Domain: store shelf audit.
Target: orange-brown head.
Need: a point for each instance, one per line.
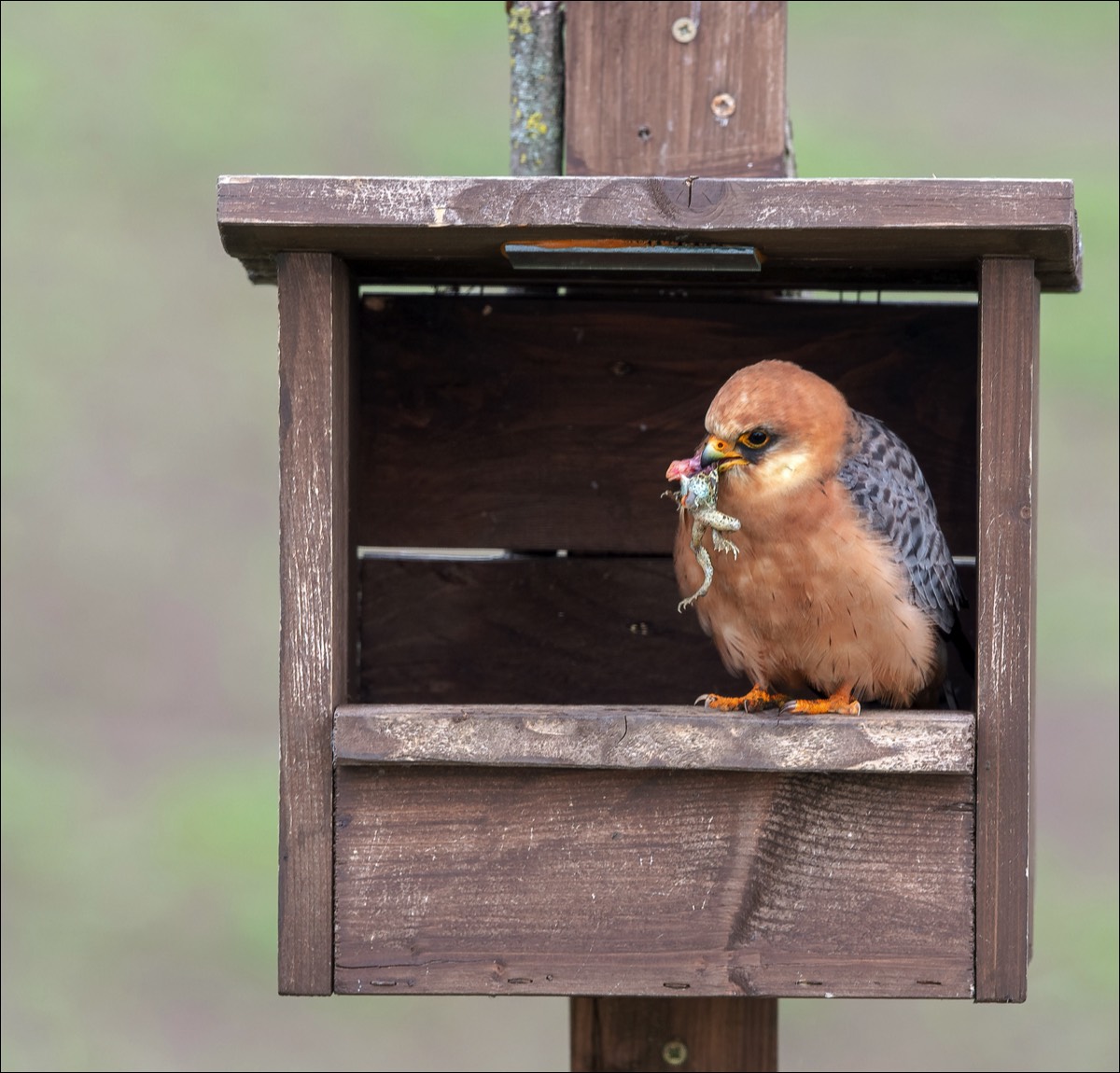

☆ ☆ ☆

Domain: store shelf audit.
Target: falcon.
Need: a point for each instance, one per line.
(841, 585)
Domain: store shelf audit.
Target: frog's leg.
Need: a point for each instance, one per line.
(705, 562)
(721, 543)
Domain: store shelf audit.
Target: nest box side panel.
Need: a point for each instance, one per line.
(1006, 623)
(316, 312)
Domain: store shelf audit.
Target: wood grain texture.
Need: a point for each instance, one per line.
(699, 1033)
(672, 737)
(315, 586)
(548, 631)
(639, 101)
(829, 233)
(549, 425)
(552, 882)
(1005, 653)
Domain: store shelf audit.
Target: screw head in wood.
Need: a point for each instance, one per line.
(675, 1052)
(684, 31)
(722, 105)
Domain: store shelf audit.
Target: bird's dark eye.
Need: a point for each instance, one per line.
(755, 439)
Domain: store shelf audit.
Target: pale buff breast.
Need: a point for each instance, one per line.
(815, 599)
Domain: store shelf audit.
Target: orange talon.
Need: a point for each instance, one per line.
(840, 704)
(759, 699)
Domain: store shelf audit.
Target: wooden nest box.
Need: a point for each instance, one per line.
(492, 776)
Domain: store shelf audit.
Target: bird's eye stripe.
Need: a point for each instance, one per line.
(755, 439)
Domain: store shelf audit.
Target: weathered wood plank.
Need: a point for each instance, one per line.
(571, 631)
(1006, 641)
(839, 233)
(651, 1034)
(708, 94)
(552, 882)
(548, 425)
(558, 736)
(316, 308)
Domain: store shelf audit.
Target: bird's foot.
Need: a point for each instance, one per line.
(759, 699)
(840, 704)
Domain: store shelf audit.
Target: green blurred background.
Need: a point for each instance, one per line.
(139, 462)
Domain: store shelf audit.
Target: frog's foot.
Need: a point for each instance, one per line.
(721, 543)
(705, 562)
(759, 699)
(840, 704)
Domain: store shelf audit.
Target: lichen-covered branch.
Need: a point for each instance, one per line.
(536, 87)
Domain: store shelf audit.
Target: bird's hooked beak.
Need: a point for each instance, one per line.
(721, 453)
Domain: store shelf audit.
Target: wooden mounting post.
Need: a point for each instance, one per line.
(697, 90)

☆ ☆ ☆

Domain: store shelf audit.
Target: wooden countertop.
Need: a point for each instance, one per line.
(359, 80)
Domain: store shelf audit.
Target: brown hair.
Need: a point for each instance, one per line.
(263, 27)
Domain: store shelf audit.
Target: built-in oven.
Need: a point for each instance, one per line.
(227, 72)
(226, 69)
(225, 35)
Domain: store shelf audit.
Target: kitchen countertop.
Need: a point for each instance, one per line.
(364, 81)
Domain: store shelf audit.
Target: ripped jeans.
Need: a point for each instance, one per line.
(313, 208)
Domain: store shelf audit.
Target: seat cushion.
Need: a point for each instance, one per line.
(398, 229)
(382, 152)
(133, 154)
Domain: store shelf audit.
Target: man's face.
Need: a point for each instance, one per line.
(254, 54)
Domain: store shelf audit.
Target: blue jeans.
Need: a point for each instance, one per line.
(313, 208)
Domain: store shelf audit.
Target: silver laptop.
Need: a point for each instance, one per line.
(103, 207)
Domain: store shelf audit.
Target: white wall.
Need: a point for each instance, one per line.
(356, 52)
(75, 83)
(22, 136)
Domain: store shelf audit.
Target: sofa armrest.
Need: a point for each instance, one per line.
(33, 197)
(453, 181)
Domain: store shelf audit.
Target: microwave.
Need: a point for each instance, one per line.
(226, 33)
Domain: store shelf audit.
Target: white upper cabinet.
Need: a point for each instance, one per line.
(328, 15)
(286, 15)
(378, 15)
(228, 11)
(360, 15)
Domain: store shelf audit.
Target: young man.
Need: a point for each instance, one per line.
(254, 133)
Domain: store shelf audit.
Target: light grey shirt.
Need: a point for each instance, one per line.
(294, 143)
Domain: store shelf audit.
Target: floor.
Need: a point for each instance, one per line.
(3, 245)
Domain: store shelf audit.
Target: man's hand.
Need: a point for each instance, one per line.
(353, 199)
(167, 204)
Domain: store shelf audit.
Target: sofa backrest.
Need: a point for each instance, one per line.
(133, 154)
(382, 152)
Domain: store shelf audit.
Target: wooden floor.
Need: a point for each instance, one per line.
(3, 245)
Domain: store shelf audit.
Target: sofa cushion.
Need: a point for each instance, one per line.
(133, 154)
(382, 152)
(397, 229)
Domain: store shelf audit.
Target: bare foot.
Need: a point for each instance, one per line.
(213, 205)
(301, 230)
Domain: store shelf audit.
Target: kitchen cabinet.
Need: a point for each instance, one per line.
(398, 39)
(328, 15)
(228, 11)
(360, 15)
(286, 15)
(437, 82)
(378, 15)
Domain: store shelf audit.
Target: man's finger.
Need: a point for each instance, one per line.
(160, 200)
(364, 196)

☆ ☆ ☆

TASK DESCRIPTION: Identify every line in the rows above that contains the word "orange", and copy each of those lines.

EXERCISE SOLUTION:
Target: orange-brown head.
Target: orange talon.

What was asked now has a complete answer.